* Set task:
Show each line of the records below that contains the word "apiece". Case counts.

* Task input:
==============================

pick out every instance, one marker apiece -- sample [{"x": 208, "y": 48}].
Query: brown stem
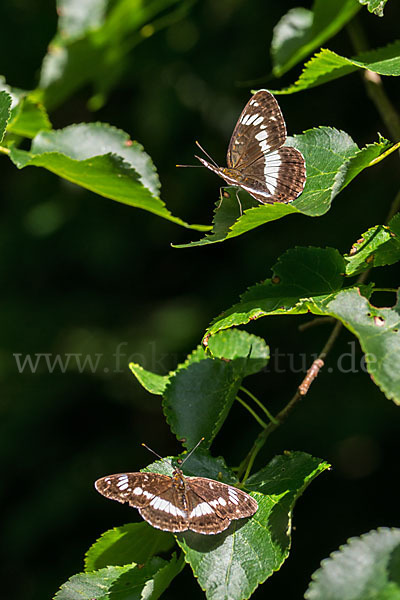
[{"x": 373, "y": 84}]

==============================

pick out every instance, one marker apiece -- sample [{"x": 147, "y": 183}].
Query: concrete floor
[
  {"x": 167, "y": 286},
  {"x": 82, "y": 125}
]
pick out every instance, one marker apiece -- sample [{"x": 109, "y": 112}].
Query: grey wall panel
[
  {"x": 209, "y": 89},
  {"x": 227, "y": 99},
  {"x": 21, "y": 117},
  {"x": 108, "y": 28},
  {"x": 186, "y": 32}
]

==============================

* Output below:
pick out every instance, one marker apiece -- sample [{"x": 208, "y": 48}].
pick out every instance, one marker apiece -- sample [{"x": 147, "y": 183}].
pick out every instance, one marker apiece -- sample [{"x": 109, "y": 112}].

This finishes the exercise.